Required actions.
[1] In the Uncle Ben's Sonnet post, which publication printed the sonnet?
[2] Decide whether each statement agrees with the Uncle Ben's Sonnet post, answering yes or no and quoting the deciding words: (a) Uncle Ben shot cousin Rick in the face. (b) Aunt Bernice was left with six kids. (c) The North American Review was founded in 1815.

Old Poem

I live by train tracks and listening to them rumble by a few dozen times per day had me thinking of this.

Uncle Ben’s Sonnet

Uncle Ben was on the roof, drunk no less,
with a BB gun, shooting up old cans
when he shot my cousin Rick in the face.
The worst thing he ever did though was get
himself hit by a train, dead instantly,
leaving my Aunt Bernice with nothing but
8 kids, breast cancer, and a single wide.

You might wonder if it was suicide,
We say don’t think, what’s done is done is done.
Dad gave a brief but perfect eulogy:
“He was dumb as a shovel but you bet
he could work one for decent pay.
I hope the damn fool had life insurance.”
Forever and ever Amen, I guess.

I wrote this back when I was studying poems in college, and it got published in The North American Review, which was founded in 1815 and is “The nation’s longest-lived literay magazine and among its most distinguished.”  At the time I was quite pleased with myself.

Excerpted records.

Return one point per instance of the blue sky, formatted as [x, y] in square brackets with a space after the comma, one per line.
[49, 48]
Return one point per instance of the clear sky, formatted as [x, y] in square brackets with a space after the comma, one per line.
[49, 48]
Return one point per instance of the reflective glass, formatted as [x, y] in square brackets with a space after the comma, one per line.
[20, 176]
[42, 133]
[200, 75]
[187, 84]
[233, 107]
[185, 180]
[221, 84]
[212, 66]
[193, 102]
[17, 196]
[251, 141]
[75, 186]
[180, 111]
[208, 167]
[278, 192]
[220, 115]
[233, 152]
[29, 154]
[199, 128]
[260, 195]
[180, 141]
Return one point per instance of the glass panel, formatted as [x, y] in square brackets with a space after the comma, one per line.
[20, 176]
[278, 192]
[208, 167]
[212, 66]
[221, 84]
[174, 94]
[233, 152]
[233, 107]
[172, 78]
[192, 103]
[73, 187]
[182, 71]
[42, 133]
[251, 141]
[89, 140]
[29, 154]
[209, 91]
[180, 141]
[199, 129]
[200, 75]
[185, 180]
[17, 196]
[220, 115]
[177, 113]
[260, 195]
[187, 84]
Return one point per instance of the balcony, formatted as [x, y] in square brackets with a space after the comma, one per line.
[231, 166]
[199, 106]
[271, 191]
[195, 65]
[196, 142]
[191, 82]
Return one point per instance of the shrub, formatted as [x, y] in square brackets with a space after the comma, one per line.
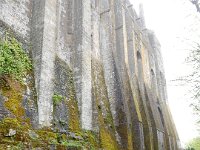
[14, 62]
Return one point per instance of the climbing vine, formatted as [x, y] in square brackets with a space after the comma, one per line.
[14, 62]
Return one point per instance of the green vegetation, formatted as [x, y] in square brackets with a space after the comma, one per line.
[14, 62]
[194, 144]
[57, 99]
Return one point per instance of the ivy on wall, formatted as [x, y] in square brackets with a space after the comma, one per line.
[14, 62]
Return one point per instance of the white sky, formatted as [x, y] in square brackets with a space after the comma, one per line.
[177, 25]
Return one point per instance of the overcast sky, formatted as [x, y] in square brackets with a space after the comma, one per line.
[177, 25]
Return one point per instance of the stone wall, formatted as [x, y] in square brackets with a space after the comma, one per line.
[99, 58]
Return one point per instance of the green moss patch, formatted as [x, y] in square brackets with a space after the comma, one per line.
[14, 62]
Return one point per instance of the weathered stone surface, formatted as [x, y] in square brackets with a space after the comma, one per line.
[95, 68]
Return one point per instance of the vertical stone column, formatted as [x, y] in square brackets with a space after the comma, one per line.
[43, 39]
[82, 60]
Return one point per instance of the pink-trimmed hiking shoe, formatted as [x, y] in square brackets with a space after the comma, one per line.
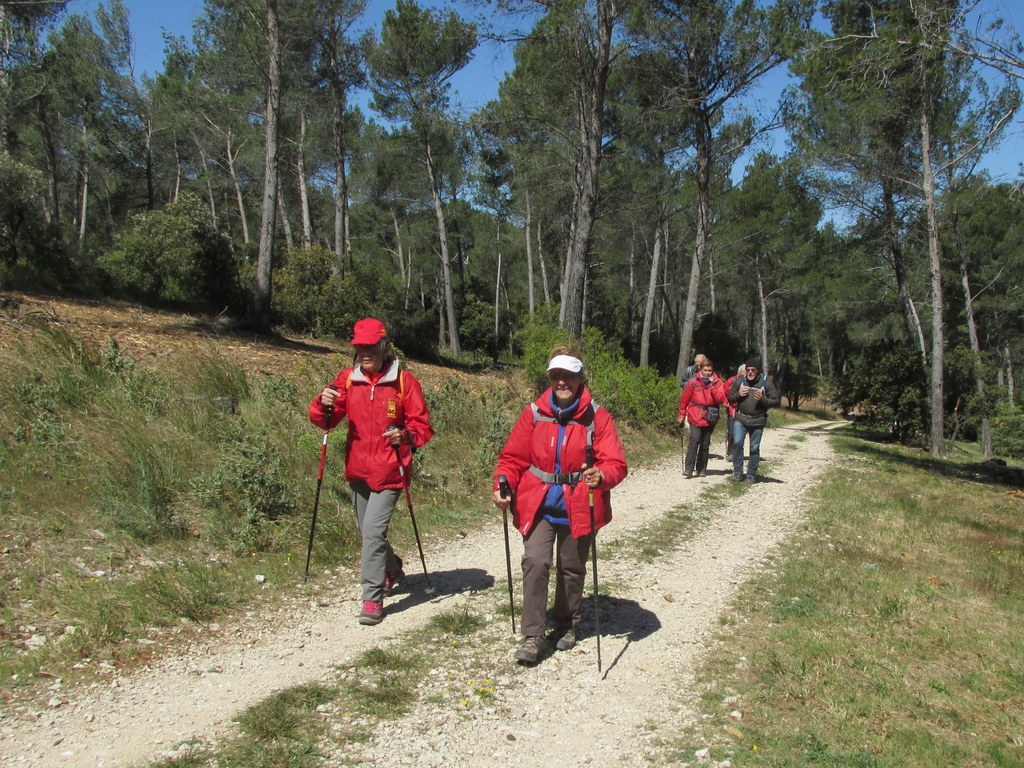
[373, 611]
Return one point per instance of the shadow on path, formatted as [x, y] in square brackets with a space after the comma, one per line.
[413, 590]
[621, 619]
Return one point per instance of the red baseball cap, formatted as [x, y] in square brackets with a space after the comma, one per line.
[369, 331]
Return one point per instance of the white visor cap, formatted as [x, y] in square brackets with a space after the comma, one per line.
[565, 363]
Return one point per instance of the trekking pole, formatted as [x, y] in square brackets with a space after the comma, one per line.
[597, 608]
[409, 502]
[503, 484]
[320, 482]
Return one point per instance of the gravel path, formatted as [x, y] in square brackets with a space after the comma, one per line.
[657, 620]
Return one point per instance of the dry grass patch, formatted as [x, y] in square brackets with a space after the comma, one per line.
[892, 635]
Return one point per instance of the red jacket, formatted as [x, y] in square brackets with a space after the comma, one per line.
[373, 408]
[532, 442]
[697, 397]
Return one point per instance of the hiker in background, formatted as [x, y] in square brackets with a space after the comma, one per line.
[387, 420]
[730, 410]
[691, 371]
[753, 394]
[700, 404]
[545, 461]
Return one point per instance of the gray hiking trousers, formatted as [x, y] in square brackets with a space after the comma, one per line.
[373, 514]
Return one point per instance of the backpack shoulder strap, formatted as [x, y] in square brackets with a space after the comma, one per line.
[401, 383]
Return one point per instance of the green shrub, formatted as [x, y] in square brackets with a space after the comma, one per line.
[249, 489]
[963, 399]
[175, 255]
[313, 295]
[1008, 432]
[637, 395]
[887, 388]
[31, 253]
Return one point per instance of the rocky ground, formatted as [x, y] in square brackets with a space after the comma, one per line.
[476, 707]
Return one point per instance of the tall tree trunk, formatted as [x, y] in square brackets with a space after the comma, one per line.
[972, 332]
[83, 204]
[648, 312]
[50, 151]
[4, 79]
[544, 270]
[592, 73]
[203, 168]
[1011, 394]
[264, 265]
[342, 239]
[498, 296]
[763, 306]
[300, 167]
[529, 261]
[286, 225]
[937, 429]
[177, 171]
[453, 327]
[910, 316]
[151, 193]
[240, 200]
[702, 141]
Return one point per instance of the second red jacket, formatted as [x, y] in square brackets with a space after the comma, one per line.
[373, 408]
[531, 442]
[698, 396]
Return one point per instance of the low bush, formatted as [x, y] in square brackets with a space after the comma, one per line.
[887, 389]
[1008, 432]
[175, 256]
[636, 395]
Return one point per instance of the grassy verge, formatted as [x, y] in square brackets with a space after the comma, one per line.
[891, 636]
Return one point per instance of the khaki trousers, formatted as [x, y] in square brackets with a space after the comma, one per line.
[570, 574]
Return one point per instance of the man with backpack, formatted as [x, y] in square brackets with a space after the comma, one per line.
[753, 394]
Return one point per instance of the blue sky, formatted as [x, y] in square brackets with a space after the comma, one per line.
[478, 82]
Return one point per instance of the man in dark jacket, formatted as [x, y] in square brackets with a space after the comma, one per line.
[753, 394]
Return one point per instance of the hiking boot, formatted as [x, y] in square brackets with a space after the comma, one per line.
[393, 578]
[531, 649]
[373, 611]
[567, 640]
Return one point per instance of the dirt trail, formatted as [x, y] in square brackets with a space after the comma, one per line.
[656, 625]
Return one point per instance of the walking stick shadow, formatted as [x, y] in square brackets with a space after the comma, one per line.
[621, 619]
[413, 590]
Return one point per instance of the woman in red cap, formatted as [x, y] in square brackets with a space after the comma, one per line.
[387, 420]
[545, 462]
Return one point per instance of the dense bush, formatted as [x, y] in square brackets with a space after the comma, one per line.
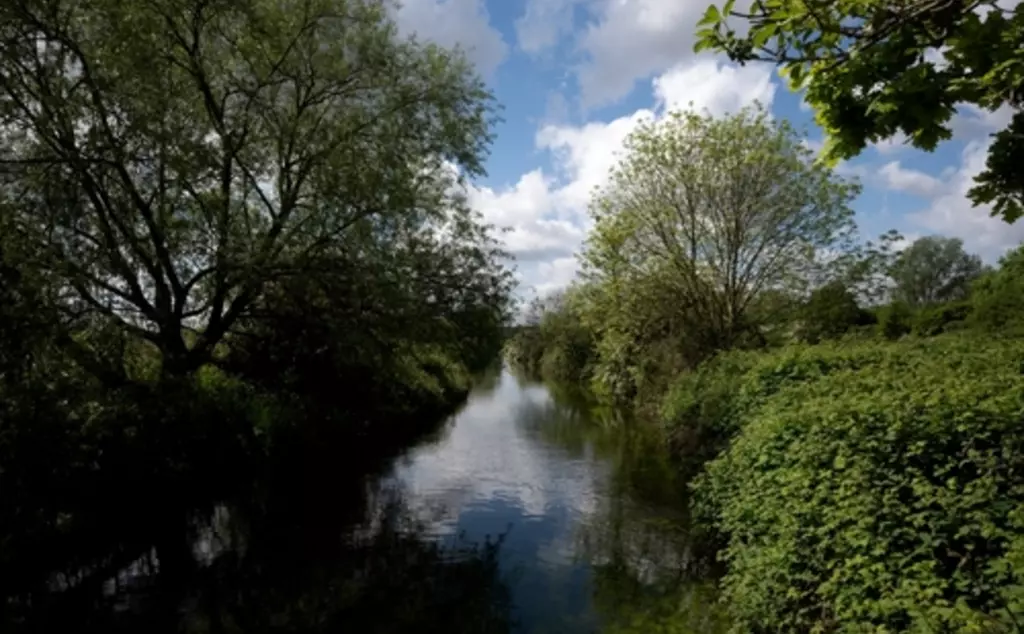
[895, 321]
[829, 312]
[894, 473]
[944, 318]
[998, 296]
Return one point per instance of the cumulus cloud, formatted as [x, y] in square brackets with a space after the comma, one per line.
[910, 180]
[546, 214]
[619, 43]
[456, 23]
[950, 213]
[543, 24]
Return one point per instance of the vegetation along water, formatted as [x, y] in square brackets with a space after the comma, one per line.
[263, 368]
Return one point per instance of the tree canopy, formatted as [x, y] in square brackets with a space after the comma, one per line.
[878, 68]
[934, 269]
[700, 217]
[165, 162]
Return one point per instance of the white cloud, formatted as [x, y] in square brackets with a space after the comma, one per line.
[631, 40]
[547, 213]
[909, 180]
[892, 144]
[718, 87]
[543, 24]
[950, 213]
[456, 23]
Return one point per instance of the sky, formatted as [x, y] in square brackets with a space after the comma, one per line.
[574, 77]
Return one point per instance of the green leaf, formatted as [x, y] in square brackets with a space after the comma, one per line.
[711, 16]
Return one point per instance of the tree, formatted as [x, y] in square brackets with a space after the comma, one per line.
[704, 215]
[873, 69]
[829, 312]
[167, 161]
[997, 296]
[934, 269]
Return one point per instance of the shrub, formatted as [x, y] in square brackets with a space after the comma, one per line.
[895, 321]
[829, 312]
[701, 409]
[877, 495]
[998, 296]
[937, 320]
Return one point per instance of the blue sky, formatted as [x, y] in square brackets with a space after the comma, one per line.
[576, 76]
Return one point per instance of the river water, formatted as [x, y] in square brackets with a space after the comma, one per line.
[523, 512]
[592, 516]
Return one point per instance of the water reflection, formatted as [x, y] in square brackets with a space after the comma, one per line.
[523, 512]
[598, 538]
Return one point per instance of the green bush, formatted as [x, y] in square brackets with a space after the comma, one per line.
[997, 297]
[701, 410]
[876, 496]
[829, 312]
[895, 321]
[937, 320]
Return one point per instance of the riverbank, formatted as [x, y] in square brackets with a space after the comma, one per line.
[860, 483]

Responses in order.
[1] The North American Review.

[2]
(a) Yes: "when he shot my cousin Rick in the face"
(b) No: "8 kids, breast cancer, and a single wide"
(c) Yes: "which was founded in 1815"